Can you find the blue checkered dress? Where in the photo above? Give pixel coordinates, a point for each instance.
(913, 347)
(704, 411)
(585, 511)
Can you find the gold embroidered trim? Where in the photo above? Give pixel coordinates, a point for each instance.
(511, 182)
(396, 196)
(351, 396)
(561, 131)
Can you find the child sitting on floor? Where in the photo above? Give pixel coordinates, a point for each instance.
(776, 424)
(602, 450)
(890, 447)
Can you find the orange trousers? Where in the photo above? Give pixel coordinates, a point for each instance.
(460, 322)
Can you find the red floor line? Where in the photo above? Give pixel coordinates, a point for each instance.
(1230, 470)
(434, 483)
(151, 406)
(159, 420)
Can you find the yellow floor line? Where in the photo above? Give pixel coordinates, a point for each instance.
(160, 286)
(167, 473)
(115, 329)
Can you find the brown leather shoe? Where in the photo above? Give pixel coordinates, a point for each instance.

==*==

Each entry should be duplicated exactly as it was given.

Can you find the blue checkered dress? Where in the photo above? Give pixel coordinates, a point for each instance.
(913, 347)
(704, 411)
(585, 511)
Can you find the gold embroidered trim? Where in the photo above? Give pixel coordinates, a point for each instance.
(511, 182)
(396, 196)
(351, 396)
(561, 131)
Can you find the child sitting on floor? Where in the photo above? Give pixel coordinates, a point for each instance.
(776, 424)
(602, 450)
(890, 447)
Can you find the orange trousers? Where in the photo above? Give pixel coordinates, a point for each instance.
(460, 322)
Can you find the red floor line? Where in the photo above? Give pixel coordinates, a point for each instance.
(1230, 470)
(434, 483)
(151, 406)
(159, 420)
Can you find the yellow floor line? Where in the photo above? Give pixel coordinates, a point for each instance.
(160, 286)
(167, 473)
(115, 329)
Can you find the brown leather shoe? Where in the photo above? Give pixel coordinates, a point for each instance.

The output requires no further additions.